Excerpt provided:
Lighting: Full sun in summer, less in winter. Requires 1000 Lux as an indoor plant.

Temperature: Leaves can withstand temperatures down to 43F; the roots dislike freezing temperatures, although survival at temperatures down to 25F has been reported. Considered to be hardy in zone 9. The olive can be successfully grown as an indoor plant, but it is best to keep it outdoors in the summer, and should be kept below 64F in winter. To encourage fruiting, the plant should be kept for several weeks with nightly temperatures of 35F and daily temperatures of 60F.

Watering: Water thoroughly, but keep slightly dry. Reduce watering in winter. The olive may benefit from daily misting.

Feeding: Every two weeks from spring to autumn. Do not fertilize for three months after repotting. Use liquid bonsai fertilizer or half-strength general purpose plant food. It can benefit from an addition of pulverized organic fertilizer in mid-spring.

Pruning and wiring: Suitable for all sizes, and all styles except broom. Creating your own jin/shari is not a good idea as the bark cracks easily, leaving the tree exposed to fungal infestation, although in my experience there is some natural die-back which may be used in the design of the tree. Marco (Italy) talks extensively about styling the olive:

“Pruning: all bad reputation of olive is why,when it is trimmed,some portion of tree retracts lymph and to first sprout there is an untidy and uncontrollable growth;time for forming’s pruning is fall,when there is waning moon mostly if branches have diameter superior to 3cm(1 inche);if one trims in spring or summer there is risk of inflation of this zone;in any case eliminate buds in this part.the second pruning or structure’s pruning is accomplished after spring and fall growth before a new vegetative cycle:eliminate buds who grow up or down so to have alternate ramification to right and left of principal branches. pinching is different according buds colors and age of tree in cycle of growth: new buds usually are green, violaceous and color wood;for young trees one cuts to first or third couple of leaves,according direction of buds,when branches from violaceous became color wood(it will grow only last couple of buds). With less young and aged trees,you pinch when branche is still green or is almost violaceous eliminating last couple of leaves,and leaves and buds who row down.stop pinching if temperaure is down 10C(50F) or up 40C(104F): you will have smaller leaves and shorter internodes. Generally almost all leaves who are in green part ramify and less of half of those placed in violaceous part.”

Exercises to complete:
**1.** Answer these from the olive care notes:
(a) How much light does the olive need as an indoor plant?
(b) How long after repotting should fertilizing wait?
(c) Which style do the notes rule out for the olive?
**2.** Please write the next part of the olive care notes, picking up after the quoted passage on pruning.

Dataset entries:

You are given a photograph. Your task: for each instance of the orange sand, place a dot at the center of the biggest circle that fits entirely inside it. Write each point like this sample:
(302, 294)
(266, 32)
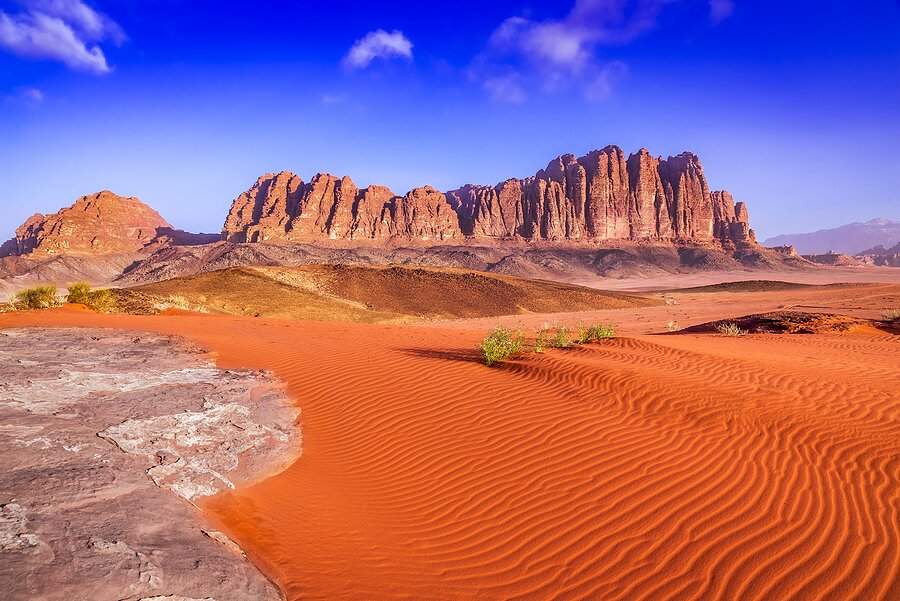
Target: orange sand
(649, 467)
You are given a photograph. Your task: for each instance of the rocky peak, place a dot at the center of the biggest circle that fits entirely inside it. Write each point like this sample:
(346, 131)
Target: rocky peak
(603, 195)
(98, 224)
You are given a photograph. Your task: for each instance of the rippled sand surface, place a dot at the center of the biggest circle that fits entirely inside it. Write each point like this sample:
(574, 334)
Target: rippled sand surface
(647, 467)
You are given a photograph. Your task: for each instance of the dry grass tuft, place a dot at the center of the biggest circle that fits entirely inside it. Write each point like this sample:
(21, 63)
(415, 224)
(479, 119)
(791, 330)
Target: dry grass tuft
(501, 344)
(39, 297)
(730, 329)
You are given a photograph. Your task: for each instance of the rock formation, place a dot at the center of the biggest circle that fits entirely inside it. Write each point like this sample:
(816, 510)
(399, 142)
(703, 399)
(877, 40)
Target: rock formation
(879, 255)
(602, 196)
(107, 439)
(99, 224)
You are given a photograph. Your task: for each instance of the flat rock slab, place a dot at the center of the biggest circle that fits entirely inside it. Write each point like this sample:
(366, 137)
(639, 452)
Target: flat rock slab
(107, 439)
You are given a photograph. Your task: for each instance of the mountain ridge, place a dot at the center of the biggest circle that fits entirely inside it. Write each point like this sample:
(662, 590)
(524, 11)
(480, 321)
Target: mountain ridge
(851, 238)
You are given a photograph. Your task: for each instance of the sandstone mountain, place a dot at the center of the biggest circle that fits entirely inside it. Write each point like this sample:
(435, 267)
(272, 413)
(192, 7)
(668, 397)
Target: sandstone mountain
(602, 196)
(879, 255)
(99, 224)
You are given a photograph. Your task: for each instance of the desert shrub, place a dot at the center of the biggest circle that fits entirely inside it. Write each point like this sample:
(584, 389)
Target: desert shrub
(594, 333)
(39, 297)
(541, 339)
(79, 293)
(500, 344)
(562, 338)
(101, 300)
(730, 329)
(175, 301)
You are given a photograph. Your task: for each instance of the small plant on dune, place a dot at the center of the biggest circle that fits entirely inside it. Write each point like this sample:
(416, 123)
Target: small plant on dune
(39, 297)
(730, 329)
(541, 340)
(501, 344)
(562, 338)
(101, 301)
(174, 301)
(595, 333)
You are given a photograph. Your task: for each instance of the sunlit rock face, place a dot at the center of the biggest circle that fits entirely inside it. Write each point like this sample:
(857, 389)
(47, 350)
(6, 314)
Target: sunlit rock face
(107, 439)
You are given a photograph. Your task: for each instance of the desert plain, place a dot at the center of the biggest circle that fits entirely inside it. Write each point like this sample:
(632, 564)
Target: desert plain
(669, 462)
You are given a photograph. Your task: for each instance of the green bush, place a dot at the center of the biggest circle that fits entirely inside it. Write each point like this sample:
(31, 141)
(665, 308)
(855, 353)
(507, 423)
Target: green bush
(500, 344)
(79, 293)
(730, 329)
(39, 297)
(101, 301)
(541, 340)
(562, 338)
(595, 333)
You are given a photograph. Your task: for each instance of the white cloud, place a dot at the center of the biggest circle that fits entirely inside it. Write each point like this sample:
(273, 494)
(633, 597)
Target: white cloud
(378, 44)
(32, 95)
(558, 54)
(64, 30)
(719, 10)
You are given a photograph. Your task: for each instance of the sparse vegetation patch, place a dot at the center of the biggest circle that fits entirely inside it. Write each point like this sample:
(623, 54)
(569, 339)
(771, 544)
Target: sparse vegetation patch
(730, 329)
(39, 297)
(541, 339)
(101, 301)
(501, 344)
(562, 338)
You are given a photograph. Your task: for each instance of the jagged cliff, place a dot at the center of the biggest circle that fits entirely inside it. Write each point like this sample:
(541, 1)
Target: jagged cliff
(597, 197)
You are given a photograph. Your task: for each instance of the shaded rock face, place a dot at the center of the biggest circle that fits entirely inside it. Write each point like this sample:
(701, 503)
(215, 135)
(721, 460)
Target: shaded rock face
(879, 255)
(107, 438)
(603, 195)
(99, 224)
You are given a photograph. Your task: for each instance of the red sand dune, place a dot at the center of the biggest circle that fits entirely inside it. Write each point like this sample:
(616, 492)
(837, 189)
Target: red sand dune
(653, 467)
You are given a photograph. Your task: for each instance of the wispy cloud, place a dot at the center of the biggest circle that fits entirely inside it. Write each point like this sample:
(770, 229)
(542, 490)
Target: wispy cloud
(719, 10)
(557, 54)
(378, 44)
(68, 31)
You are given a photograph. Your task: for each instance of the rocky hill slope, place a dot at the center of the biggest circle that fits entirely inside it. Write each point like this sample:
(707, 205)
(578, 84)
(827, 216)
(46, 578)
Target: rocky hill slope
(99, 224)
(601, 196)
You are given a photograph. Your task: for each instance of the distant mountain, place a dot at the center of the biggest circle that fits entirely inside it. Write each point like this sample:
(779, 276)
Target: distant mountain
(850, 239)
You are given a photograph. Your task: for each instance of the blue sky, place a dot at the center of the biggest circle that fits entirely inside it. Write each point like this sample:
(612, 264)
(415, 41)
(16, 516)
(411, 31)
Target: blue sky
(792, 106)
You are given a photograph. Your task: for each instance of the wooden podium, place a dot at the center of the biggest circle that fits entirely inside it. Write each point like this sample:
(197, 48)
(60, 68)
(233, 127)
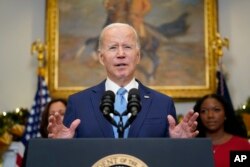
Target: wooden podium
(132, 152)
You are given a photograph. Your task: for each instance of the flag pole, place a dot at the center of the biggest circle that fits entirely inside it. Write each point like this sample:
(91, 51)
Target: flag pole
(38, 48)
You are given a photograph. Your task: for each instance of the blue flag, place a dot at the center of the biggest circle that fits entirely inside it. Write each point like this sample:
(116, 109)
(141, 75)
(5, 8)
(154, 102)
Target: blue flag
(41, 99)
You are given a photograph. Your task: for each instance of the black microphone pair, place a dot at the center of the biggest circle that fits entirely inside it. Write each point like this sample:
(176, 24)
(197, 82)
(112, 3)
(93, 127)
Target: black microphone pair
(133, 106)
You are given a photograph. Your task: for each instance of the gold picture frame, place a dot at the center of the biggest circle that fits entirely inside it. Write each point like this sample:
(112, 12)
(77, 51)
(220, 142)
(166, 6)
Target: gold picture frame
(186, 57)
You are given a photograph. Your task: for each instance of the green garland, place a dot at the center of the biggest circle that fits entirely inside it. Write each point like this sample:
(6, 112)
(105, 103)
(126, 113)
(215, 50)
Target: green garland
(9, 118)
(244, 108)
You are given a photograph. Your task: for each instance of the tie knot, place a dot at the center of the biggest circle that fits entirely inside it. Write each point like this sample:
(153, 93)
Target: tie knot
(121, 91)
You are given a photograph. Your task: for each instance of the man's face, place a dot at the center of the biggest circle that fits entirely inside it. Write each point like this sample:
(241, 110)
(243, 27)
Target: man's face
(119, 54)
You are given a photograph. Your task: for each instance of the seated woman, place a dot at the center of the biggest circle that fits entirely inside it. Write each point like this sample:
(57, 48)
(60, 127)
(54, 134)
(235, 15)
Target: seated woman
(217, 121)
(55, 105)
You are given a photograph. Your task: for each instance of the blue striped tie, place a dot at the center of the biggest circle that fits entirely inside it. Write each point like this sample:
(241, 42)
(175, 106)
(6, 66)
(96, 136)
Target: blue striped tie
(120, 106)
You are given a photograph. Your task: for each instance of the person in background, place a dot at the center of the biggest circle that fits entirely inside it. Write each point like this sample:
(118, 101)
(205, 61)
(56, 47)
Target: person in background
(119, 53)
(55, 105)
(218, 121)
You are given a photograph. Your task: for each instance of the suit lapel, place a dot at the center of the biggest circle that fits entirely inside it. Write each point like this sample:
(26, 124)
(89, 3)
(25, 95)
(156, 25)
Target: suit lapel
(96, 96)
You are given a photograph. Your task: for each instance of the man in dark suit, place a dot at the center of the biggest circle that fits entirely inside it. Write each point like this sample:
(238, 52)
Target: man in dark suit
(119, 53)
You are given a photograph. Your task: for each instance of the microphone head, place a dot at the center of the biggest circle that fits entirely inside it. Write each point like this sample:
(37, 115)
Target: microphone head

Exercise responses:
**1.**
(a) 1000 Lux
(b) Three months
(c) Broom

**2.**
“Wiring: young trees only from 2-3 yr, but warning from late fall to spring and it is necessary to control each week branches,olive wood is soft and easily wire cuts it.in aged trees wire is applied to old branches,but it is good thing to use raffia during tree dormance. It is best to wire olive branches when just freshly lignified, as olive wood becomes very rigid when old.”

Propagation: Propagation by seed has only a 30% success rate. Cuttings are more successul, and quite large diameter cuttings (up to 2.5 inches) may be rooted. It is easiest to root cuttings first in a glass of water. The olive also suckers, and may be propagated by division.

Repotting: Every 2-3 years in spring, as buds sprout. Trim about 1/3 of the root ball, and remove a proportional number of the old leaves. If more drastic root pruning is needed, complete defoliation is advised. Repot in free-draining, slightly calciferous soil.

Pests and diseases: Aphids, ants, black mold, scale

Some species suitable for bonsai:

  • Olea ‘Cailletier’: small black olive.
  • Olea europaea: common olive – This Mediterranean native grows to 25 feet, with leaves of up to three inches.
  • Olea europaea ‘Montra’: ‘Little Ollie’ olive, dwarf olive – An excellent choice for miniature bonsai, as the leaves are much smaller than the species, the ‘Little Ollie’ is becoming popular with bonsai enthusiasts.
  • Olea europaea oleaster: wild olive – A natural bonsai subject, it produces less oil than the species, but has smaller leaves.
  • Olea europea sativa.
  • Olea ‘Picholine’: green olive.
  • Olea ‘Tanche’: black olive

Ainsworth’s “Art of Indoor Bonsai”
Jahn (ed.) “The Simon and Schuster Guide to Bonsai”
Lesniewicz’s “Bonsai in Your Home”
Resnick’s “Bonsai”
Tomlinson’s “Complete Book of Bonsai”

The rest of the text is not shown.